→ **Exercise**
Rewrite every line of the records below, and shift each x and y coordinate in the answers up by 5. Leave the sample coordinates in the record text unchanged.

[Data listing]
--------------------------------------------------
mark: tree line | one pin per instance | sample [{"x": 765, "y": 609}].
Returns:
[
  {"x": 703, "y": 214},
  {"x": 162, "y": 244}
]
--------------------------------------------------
→ **Complete output**
mark: tree line | one pin per instance | sample [{"x": 765, "y": 609}].
Returns:
[
  {"x": 708, "y": 219},
  {"x": 167, "y": 249}
]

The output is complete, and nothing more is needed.